▶ The tasks:
**A)** In the acorn article, what does the inside of a red oak acorn cap look like?
**B)** Recast the part of the shape labeling entries that opens with the line containing "bottle with teal" and closes with the line containing "197 97 L 179" as a numbered list, leaving out blank lines.

▶ Selected text:
The Wondersmith

View Original

Acornball Sandwiches and How To Eat Acorns

Learn how to properly process acorns for eating and try out a delicious vegetarian meatball sub where they star as the secret ingredient!

New to foraging? Learn more about ethical and safe foraging (plus how to get started) here!

It's *October Eve*! (Is it any surprise that I get really excited about Spooky Season? ;) ) Ahead are lots of autumnal delights, from acorn sandwiches to candy bones to the cutest tiramisu you ever did see... but this is, most definitely, the post to begin with. Here's the deal: I LOVE ACORNS. They are free and plentiful, plus they have a rich maple flavor that is so cozy and warm and positively ambrosial! The smell of a pot of acorns boiling away on the stove has to be one of the best smells of fall, for me. And since I love acorns so much, they'll be featured in lots of recipes to come! Which means, it's about time you learned how to process them. You're going to want a stash of acorn flour in your freezer for future recipes, trust me. ;) So come with me as I guide you through all sorts of different ways to process acorns to be both delicious and edible, and at the end of all that work you can treat yourself to a flavorful, hearty sub sandwich smothered in tomato sauce and cheese (regular or vegan) - the ultimate comfort food. Are you ready??



Have you ever felt the urge to gather up a bunch of fallen acorns in the fall and shove them away into jars like a busy little squirrel? No? Just me?

Well, acorns actually ARE edible and delicious, but need to be processed in a way that leaches the bitter tannins from them before they are safe to eat (not that you’d want to eat them raw, blech!) The good news is that with a little patience and hard work, you can leach the acorns of those tannins and create something delicious. I’ll walk you through some of those processes so you can decide which one will work best for you. Remember that many foods require some processing - but with foods you forage yourself, you’ll be doing the work instead of buying pre-milled and prepared flours from the store. Get some friends to help you and make a party out of it! 

First of all, acorns from different species of oak (and even different trees) can vary drastically in tannin levels. My recommendation is to gather a few acorns from several different oak trees, then take the *teensiest* nibble from each. Whichever one is least bitter and drying will be the tree to go back to, since less tannins means less work. One thing I have noticed through the years is that there is a pretty strong flavor difference between red oak varieties and white oak varieties:

Red oaks: these trees have leaves that have pointed lobes. The inside of the acorn caps can appear to be lots of tiny hairs. In my experience, acorns from red oaks have a more pronounced warm, maple-like flavor, but they also have more tannins.

White oaks, on the other hand, have leaves with rounded lobes. The inside of the acorn caps are smooth. Generally, white oaks have a more mild flavor but also less tannins. That’s because their maturation rates are different! White oak acorns mature in one season and begin germination in the fall, while acorns from red oaks generally take two seasons to mature and begin germination the next spring.

[Shape labeling records]
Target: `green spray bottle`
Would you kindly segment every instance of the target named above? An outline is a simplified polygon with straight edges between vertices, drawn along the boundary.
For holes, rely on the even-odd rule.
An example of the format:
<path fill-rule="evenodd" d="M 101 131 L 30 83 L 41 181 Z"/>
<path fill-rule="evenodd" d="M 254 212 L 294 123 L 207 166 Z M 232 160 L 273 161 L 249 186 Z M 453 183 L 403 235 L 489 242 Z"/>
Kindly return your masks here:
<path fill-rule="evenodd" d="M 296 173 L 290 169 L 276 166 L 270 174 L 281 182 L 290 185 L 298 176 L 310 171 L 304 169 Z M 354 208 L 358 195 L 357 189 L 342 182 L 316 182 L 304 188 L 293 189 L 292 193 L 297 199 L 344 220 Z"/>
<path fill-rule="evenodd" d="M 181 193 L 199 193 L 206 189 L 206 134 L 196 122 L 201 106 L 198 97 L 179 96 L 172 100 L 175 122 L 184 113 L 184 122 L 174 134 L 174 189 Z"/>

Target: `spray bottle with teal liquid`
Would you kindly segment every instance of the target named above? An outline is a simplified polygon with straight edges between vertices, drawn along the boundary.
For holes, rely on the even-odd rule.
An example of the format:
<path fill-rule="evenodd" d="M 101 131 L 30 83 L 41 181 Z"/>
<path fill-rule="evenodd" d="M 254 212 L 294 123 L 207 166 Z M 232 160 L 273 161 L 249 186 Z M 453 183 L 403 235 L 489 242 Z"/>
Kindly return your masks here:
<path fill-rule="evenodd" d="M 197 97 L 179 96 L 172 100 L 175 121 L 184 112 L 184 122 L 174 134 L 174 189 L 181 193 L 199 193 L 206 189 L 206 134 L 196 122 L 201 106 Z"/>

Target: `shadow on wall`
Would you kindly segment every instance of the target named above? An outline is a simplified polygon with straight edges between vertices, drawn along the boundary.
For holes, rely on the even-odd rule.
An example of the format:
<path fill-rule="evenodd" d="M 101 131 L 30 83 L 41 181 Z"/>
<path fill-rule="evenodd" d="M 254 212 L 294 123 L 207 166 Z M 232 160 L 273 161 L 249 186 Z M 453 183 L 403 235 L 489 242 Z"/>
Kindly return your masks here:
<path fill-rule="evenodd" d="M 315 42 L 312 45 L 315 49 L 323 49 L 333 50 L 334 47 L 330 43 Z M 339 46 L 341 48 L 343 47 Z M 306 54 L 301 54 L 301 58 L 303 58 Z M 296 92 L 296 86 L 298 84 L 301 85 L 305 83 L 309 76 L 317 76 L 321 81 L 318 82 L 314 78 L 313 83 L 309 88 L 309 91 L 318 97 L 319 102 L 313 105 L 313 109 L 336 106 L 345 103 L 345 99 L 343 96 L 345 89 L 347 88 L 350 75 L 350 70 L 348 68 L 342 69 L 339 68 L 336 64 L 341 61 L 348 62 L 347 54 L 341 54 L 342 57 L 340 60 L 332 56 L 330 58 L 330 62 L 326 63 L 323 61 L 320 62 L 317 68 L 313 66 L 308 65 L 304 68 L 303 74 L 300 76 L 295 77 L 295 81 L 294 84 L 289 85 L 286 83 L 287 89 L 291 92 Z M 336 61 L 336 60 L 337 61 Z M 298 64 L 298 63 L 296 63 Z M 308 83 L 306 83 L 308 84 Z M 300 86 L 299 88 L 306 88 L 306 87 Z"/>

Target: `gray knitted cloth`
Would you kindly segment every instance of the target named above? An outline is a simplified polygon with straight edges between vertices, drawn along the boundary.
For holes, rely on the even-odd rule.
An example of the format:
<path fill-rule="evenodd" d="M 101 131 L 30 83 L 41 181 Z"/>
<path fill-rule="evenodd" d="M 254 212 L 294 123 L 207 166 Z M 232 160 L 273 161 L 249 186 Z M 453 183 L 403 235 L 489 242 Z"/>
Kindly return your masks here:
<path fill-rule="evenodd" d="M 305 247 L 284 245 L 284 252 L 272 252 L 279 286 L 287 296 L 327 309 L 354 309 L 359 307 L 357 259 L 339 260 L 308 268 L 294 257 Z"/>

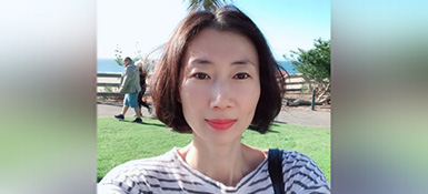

▶ Answers:
**A)** It can appear to be lots of tiny hairs.

**B)**
1. Target: `spray bottle with teal liquid`
2. Would you kindly segment every instance of the target named above? An outline is a simplified polygon with straight edges between vertices, drawn along the boundary.
3. For holes, rely on the even-odd rule.
4. An example of the format:
5. <path fill-rule="evenodd" d="M 101 131 L 30 83 L 41 181 Z"/>
6. <path fill-rule="evenodd" d="M 254 212 L 294 123 L 207 166 Z M 232 160 L 273 161 L 249 186 Z M 453 183 L 403 235 L 489 242 Z"/>
7. Kindly return your masks here:
8. <path fill-rule="evenodd" d="M 197 97 L 179 96 L 172 100 L 175 121 L 184 112 L 184 122 L 174 134 L 174 189 L 181 193 L 199 193 L 206 189 L 206 134 L 196 122 L 201 106 Z"/>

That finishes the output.